[What to do] Return only this: the line with "of the blonde" and all the lines that follow it below, through the final one, exactly as they are.
[The input Boundary: Start]
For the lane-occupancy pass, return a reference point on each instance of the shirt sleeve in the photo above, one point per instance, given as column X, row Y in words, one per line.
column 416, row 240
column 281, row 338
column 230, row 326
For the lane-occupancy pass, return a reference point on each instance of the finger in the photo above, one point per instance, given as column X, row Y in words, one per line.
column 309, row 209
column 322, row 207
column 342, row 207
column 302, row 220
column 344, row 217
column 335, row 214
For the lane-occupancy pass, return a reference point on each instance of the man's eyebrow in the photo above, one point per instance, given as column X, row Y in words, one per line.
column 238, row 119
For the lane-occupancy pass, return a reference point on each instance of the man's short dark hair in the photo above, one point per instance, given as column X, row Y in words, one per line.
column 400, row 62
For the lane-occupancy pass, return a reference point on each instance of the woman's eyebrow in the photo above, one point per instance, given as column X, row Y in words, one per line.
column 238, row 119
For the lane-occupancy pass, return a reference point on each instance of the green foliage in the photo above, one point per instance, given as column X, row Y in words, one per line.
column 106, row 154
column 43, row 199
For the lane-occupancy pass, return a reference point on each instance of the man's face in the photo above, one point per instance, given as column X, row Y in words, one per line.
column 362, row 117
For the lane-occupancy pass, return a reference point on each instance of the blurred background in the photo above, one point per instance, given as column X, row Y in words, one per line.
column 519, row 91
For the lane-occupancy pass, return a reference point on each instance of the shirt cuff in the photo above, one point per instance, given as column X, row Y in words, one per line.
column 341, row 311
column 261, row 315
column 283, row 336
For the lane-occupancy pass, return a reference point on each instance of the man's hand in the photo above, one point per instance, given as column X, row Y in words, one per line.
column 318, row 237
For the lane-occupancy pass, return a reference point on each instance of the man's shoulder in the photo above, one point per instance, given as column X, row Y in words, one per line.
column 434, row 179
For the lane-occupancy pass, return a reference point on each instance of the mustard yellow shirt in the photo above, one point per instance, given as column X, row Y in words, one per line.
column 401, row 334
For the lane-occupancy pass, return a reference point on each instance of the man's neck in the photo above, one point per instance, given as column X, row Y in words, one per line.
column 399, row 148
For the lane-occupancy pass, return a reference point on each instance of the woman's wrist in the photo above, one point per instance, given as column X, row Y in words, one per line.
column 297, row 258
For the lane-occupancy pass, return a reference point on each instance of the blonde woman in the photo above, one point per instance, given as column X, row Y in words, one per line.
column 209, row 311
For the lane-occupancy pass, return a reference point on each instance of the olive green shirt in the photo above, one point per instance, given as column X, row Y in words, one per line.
[The input Boundary: End]
[Answer to the problem]
For the lane-occupancy pass, return a reference point on each instance of the blonde woman in the photo above, one point per instance, given as column X, row Y in words, one per line.
column 209, row 311
For the lane-occupancy pass, return a reference point on each instance of the olive green shirt in the photo above, one point per instance, given as column X, row Y in words, one per line.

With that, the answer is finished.